** Start of Records for this task **

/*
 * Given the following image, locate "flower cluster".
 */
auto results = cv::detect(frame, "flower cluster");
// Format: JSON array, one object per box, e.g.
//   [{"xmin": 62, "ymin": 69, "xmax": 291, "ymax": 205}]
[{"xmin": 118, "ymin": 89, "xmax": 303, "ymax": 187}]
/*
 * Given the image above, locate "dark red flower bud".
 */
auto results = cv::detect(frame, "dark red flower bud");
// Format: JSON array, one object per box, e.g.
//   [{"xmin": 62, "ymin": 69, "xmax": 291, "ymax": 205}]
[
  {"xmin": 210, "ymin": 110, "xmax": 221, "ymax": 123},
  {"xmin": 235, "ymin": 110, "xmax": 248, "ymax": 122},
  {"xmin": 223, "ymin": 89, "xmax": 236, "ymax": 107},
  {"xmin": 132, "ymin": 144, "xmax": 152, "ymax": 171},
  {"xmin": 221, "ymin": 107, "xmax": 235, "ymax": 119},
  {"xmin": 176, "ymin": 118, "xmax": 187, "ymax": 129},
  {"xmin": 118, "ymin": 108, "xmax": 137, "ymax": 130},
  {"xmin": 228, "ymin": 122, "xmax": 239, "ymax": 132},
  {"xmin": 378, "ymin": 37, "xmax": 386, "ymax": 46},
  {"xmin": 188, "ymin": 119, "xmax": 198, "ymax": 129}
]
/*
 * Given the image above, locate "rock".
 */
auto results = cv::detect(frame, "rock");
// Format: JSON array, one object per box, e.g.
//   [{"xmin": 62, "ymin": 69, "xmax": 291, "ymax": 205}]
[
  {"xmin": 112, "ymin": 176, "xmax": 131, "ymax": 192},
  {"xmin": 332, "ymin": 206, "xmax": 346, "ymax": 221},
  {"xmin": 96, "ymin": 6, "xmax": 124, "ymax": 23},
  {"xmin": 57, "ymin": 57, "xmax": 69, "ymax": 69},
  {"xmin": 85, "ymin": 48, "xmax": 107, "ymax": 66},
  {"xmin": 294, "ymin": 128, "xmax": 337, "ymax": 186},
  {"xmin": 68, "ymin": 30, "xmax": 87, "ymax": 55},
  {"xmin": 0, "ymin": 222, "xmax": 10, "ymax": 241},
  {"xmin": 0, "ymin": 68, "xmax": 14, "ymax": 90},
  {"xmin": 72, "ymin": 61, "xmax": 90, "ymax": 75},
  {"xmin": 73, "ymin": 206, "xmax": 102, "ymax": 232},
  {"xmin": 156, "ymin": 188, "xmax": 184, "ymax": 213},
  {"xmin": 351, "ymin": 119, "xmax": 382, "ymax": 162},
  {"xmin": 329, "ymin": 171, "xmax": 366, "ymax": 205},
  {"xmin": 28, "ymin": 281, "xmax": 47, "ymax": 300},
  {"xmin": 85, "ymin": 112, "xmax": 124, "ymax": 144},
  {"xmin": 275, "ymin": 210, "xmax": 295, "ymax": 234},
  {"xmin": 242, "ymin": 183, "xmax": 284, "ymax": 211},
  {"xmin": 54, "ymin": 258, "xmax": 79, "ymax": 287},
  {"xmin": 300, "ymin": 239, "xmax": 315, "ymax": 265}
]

** End of Records for this task **

Your goal: Find each line above that contains the string "frame" and copy every such line in full. Matches are case-sensitive.

Solution:
auto results = cv::detect(frame, "flower cluster");
auto results = cv::detect(frame, "dark red flower bud");
auto results = cv::detect(frame, "rock");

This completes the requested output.